* INSTRUCTIONS FOR THE TASK
Find the line containing "TARGET = wet mirror surface". Reproduce it and every line after it up to the end of the records, exactly as written.

Records:
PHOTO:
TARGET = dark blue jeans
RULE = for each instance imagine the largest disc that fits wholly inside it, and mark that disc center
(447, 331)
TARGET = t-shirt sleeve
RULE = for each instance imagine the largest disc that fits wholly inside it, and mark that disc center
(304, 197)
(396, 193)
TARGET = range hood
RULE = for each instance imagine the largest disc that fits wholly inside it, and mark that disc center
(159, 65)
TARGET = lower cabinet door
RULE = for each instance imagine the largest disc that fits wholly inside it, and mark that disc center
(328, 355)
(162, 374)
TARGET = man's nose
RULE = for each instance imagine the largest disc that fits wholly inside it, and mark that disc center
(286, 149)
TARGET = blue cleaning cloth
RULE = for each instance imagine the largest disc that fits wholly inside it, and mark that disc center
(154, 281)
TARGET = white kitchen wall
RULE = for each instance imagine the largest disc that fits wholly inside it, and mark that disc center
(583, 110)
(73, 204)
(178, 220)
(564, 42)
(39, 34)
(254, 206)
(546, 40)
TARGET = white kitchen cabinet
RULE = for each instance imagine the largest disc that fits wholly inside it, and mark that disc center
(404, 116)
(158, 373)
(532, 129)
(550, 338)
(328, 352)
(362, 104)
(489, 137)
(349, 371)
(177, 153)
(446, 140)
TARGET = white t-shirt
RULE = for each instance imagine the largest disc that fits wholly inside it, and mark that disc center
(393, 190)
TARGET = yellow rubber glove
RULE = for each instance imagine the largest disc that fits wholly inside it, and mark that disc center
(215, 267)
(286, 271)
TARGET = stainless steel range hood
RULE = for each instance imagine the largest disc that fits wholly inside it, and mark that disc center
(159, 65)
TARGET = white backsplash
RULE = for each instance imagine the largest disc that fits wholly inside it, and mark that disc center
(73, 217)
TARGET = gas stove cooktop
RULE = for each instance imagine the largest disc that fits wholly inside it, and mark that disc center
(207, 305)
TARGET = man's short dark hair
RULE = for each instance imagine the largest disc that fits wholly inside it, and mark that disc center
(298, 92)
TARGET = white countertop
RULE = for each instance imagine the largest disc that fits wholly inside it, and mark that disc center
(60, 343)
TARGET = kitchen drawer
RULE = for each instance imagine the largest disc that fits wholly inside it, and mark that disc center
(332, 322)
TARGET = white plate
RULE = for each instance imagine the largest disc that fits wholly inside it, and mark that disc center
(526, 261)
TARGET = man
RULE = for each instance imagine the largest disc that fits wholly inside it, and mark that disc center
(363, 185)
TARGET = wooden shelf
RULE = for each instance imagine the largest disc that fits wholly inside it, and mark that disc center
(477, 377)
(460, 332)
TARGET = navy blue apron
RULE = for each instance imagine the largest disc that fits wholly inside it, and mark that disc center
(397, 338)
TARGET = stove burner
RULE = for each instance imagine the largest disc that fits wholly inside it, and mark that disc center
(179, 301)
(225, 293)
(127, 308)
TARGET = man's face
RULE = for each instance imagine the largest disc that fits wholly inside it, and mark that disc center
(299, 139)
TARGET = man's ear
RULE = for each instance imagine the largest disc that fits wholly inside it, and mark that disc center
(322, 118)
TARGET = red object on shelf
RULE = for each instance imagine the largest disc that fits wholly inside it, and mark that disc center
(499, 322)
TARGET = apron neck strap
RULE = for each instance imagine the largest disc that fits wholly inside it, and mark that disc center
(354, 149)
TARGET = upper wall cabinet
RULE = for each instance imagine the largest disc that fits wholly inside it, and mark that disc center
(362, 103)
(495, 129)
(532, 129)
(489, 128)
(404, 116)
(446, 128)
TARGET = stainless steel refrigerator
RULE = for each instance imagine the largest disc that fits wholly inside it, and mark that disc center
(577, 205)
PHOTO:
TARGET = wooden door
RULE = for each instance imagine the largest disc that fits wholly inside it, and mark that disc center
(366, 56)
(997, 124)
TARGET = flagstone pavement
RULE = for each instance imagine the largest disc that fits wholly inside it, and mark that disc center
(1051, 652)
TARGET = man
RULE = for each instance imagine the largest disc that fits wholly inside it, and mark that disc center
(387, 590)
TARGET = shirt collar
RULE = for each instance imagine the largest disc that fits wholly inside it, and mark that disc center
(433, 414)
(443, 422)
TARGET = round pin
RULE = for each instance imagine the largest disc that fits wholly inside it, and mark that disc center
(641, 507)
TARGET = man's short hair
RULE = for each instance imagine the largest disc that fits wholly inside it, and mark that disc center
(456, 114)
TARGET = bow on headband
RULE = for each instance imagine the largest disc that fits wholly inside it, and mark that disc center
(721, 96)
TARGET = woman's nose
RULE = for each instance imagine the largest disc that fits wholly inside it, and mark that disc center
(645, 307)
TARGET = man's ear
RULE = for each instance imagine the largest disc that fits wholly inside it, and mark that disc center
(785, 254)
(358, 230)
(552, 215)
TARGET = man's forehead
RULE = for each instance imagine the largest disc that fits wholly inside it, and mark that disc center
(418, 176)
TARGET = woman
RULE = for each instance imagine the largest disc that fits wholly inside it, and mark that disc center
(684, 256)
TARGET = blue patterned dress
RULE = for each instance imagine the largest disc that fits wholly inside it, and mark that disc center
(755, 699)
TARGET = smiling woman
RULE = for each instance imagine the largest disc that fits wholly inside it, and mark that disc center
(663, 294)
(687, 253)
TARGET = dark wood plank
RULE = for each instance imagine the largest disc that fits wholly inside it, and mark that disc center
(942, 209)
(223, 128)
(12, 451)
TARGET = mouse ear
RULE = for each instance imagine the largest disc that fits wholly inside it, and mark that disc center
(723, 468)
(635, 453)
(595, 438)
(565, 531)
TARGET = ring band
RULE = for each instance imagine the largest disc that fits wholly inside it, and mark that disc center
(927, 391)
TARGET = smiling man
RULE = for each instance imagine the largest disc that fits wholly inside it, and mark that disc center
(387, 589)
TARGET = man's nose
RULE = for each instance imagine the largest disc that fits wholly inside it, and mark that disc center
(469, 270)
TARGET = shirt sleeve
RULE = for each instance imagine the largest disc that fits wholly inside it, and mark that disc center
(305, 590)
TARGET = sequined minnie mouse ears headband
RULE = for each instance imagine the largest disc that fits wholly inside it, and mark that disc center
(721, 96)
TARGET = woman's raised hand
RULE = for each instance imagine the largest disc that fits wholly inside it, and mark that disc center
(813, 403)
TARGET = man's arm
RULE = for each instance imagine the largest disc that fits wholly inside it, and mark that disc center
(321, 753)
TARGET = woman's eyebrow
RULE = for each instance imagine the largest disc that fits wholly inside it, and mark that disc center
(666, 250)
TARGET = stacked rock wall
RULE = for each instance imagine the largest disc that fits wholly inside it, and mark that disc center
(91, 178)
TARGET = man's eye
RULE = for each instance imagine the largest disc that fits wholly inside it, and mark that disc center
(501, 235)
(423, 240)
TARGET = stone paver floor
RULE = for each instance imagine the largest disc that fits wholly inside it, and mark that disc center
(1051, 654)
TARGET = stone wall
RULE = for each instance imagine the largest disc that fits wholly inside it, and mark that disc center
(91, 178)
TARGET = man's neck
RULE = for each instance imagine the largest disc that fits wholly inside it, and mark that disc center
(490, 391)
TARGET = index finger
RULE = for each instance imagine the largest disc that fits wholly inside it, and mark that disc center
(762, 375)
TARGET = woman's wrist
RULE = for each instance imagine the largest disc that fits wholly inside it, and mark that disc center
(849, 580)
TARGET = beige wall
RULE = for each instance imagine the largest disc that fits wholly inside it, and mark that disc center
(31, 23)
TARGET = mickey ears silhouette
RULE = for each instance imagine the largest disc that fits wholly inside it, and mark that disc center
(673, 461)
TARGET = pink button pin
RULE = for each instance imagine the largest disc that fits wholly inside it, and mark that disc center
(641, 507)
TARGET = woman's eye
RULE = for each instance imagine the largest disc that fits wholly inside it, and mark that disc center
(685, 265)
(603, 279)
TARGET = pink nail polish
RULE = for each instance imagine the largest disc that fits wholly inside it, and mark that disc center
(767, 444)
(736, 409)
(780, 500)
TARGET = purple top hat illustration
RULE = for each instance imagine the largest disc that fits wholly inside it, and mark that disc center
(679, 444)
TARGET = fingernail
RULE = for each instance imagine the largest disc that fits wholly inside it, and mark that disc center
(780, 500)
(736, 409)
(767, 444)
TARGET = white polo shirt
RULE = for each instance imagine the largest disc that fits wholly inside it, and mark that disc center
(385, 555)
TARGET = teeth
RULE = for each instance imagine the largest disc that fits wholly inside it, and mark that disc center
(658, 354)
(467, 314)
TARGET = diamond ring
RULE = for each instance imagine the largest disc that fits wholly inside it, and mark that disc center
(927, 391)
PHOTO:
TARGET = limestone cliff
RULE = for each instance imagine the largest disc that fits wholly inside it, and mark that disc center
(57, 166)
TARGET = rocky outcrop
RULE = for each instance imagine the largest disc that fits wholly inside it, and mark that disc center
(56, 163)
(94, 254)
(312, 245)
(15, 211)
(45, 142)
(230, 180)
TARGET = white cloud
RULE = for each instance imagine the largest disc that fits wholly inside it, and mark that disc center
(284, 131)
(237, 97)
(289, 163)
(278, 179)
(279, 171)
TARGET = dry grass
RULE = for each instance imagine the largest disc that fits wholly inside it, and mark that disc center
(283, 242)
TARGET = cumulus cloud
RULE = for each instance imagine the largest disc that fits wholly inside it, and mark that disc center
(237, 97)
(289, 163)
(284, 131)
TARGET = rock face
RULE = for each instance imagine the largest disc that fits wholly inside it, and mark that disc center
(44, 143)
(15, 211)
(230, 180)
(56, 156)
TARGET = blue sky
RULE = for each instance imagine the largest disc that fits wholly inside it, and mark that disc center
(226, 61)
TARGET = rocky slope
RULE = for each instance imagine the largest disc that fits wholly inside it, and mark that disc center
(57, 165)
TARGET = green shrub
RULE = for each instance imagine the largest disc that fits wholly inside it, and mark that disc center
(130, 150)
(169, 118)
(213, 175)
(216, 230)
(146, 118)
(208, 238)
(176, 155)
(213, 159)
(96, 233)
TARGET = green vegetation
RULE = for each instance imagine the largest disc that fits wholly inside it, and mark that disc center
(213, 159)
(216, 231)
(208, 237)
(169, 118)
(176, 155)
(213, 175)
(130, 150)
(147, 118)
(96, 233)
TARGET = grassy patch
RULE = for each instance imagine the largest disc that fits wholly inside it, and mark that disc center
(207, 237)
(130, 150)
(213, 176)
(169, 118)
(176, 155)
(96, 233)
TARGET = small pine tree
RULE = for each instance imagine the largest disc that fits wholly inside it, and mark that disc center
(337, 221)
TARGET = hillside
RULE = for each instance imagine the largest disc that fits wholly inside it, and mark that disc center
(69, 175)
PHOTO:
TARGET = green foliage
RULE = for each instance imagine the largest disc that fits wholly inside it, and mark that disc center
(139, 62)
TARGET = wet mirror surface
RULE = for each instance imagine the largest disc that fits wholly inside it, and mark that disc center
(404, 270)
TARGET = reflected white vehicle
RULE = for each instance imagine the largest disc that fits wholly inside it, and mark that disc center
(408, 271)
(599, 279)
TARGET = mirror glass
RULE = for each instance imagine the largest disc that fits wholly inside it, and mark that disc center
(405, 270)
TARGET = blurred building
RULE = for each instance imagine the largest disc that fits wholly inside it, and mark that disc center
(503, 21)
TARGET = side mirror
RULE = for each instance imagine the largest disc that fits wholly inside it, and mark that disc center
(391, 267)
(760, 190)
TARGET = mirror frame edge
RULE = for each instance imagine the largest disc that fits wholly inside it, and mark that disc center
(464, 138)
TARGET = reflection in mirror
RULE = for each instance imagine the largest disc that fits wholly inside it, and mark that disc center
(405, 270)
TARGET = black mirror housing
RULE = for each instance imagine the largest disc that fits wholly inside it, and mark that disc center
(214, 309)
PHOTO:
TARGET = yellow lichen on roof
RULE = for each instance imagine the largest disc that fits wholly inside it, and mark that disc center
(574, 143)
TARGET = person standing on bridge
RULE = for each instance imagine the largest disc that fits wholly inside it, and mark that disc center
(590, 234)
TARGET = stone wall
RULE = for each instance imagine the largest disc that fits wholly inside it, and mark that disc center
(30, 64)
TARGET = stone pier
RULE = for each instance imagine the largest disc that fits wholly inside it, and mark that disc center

* WRITTEN SOLUTION
TARGET = wet mirror surface
RULE = for each instance imagine the largest disc that fits wholly inside it, and mark that disc center
(404, 270)
TARGET = reflected white vehicle
RULE = for each instance imagine the largest disc that fits wholly inside it, and mark that disc center
(408, 271)
(599, 279)
TARGET = mirror glass
RULE = for each instance imagine the largest disc that fits wholly inside it, and mark that disc center
(405, 270)
TARGET = blurred building
RULE = for each instance imagine the largest disc that fits wholly inside it, and mark that disc center
(503, 21)
TARGET = side mirror
RULE = for each instance imagine the largest disc that fits wholly inside it, and mark that disc center
(391, 267)
(760, 190)
TARGET = mirror frame edge
RULE = for each instance imagine the largest disc that fits wholly inside it, and mark that disc center
(464, 138)
TARGET = reflection in mirror
RULE = for each instance imagine the largest disc that fits wholly inside it, and mark that disc center
(405, 270)
TARGET = black mirror housing
RULE = for each instance imagine the largest disc that fits wholly inside it, and mark that disc center
(214, 309)
PHOTO:
TARGET = yellow lichen on roof
RULE = for each instance imagine the largest disc that fits wholly inside it, and mark that disc center
(574, 143)
TARGET = person standing on bridge
RULE = for each instance imagine the largest disc that fits wholly inside it, and mark that disc center
(590, 234)
TARGET = stone wall
RULE = for each instance imagine the largest disc that fits wholly inside it, and mark that disc center
(30, 64)
TARGET = stone pier
RULE = for each instance imagine the largest disc that fits wholly inside it, and mark that disc center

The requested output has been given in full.